## WHAT THIS TASK INVOLVES
Please put the lines into a Markdown table with the columns "Row" and "Line text," starting with the first line and going on through the line with "pixel 172 468", with both ends included and blank lines left out. Include only that span.

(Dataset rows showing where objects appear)
________

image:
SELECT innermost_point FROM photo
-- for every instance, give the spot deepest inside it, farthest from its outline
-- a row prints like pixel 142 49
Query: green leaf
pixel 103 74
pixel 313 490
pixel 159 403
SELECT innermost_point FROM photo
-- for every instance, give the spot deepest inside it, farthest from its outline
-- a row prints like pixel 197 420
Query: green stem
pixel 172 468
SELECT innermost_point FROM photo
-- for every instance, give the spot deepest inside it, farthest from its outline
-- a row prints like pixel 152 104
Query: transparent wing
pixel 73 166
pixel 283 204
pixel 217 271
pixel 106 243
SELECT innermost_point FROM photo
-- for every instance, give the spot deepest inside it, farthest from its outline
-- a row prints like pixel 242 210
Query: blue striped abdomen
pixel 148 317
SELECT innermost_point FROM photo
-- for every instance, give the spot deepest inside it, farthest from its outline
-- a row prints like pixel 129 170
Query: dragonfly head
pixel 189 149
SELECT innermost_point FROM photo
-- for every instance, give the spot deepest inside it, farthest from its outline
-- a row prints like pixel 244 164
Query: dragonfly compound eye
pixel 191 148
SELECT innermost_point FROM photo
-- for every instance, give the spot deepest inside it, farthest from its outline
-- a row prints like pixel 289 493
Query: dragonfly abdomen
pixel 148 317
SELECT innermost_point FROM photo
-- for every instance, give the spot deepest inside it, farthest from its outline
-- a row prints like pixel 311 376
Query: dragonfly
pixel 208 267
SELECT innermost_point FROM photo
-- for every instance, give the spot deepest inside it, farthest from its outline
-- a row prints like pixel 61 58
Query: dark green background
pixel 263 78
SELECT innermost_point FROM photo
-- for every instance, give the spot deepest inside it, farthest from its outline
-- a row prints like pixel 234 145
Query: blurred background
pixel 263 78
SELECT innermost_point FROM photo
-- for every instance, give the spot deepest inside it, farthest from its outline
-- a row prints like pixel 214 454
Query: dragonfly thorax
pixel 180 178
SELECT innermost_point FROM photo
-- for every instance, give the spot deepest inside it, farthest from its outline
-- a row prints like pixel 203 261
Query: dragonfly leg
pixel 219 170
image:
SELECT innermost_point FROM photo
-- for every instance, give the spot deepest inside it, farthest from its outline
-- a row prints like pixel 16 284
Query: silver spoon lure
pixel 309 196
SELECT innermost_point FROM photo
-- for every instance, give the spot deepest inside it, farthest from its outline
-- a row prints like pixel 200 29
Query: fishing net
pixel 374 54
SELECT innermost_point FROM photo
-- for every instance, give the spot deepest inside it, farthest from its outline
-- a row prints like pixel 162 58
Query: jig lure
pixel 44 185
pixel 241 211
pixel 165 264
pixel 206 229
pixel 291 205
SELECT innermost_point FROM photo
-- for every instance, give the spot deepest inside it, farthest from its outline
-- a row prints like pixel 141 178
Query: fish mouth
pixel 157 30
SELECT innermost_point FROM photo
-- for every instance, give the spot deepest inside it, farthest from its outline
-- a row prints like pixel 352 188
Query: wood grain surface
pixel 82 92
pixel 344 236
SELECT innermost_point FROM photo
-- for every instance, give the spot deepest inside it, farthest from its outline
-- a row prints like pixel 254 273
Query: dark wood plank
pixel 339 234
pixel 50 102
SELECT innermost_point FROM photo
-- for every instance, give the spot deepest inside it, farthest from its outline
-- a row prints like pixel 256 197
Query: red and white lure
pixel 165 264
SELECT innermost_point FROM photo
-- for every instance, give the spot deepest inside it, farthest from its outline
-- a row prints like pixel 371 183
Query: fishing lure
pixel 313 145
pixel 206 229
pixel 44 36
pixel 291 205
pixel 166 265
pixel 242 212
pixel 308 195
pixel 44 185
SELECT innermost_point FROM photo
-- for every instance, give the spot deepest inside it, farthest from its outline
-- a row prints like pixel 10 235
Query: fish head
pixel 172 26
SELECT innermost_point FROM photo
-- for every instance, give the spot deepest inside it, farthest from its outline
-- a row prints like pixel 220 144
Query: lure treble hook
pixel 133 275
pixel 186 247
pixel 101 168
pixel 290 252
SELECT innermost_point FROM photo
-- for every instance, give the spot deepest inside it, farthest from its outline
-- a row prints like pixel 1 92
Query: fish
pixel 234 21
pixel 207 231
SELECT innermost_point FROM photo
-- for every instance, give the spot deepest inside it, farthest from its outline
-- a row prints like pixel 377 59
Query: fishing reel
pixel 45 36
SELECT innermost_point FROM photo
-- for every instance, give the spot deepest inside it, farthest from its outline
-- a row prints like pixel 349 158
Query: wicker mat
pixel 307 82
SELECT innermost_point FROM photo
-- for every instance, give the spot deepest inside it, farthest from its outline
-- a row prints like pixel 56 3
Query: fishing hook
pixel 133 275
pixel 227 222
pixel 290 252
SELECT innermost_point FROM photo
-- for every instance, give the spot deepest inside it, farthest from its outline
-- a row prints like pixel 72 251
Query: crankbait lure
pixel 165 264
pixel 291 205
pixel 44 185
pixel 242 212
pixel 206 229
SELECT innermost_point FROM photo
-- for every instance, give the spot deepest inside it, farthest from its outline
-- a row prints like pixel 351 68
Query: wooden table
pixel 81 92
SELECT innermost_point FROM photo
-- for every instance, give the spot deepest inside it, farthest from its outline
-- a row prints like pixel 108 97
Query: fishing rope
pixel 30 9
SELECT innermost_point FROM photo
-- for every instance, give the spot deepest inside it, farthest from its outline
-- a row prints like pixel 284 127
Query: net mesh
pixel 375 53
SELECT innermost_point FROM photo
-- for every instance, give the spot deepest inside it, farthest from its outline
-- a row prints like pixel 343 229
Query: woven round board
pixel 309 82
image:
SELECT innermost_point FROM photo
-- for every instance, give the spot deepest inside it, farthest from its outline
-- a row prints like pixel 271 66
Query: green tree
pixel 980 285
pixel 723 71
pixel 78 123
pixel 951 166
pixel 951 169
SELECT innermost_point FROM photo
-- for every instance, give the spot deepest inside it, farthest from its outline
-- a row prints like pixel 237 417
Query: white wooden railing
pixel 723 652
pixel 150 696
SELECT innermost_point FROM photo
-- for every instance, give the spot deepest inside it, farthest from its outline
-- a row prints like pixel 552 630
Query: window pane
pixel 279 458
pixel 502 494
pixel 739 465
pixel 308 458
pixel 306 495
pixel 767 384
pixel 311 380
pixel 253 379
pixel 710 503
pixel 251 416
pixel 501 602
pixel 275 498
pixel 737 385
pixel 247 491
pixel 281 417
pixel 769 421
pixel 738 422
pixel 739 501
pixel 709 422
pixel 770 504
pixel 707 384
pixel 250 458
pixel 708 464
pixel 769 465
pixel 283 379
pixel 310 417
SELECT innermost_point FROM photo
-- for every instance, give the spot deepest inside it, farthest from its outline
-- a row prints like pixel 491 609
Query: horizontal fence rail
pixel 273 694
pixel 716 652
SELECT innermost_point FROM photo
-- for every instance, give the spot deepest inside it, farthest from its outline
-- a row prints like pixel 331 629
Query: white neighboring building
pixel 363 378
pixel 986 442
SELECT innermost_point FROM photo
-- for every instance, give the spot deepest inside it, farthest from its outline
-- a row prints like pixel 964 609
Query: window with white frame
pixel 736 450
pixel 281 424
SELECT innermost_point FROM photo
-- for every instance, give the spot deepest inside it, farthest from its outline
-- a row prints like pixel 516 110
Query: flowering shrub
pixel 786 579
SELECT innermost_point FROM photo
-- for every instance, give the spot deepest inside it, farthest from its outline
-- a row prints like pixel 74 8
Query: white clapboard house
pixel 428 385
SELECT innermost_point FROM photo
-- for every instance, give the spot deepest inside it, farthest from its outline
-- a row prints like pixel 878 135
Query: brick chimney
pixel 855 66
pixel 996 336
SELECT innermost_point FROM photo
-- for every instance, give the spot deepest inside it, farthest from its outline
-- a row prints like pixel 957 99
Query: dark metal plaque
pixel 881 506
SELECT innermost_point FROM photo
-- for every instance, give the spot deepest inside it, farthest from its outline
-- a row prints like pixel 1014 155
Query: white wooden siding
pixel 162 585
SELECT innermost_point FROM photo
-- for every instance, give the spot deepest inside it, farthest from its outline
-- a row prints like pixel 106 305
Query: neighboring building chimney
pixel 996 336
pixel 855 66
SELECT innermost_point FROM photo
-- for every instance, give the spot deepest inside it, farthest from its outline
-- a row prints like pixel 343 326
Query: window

________

## FINISHED EXERCISE
| Row | Line text |
|---|---|
| 1 | image: |
| 2 | SELECT innermost_point FROM photo |
| 3 | -- for every instance, give the spot deepest inside it, farthest from its outline |
| 4 | -- a row prints like pixel 142 49 |
| 5 | Query: green leaf |
| 6 | pixel 103 74 |
| 7 | pixel 313 490 |
| 8 | pixel 159 403 |
| 9 | SELECT innermost_point FROM photo |
| 10 | -- for every instance, give the spot deepest inside it, farthest from its outline |
| 11 | -- a row prints like pixel 197 420 |
| 12 | Query: green stem |
| 13 | pixel 172 468 |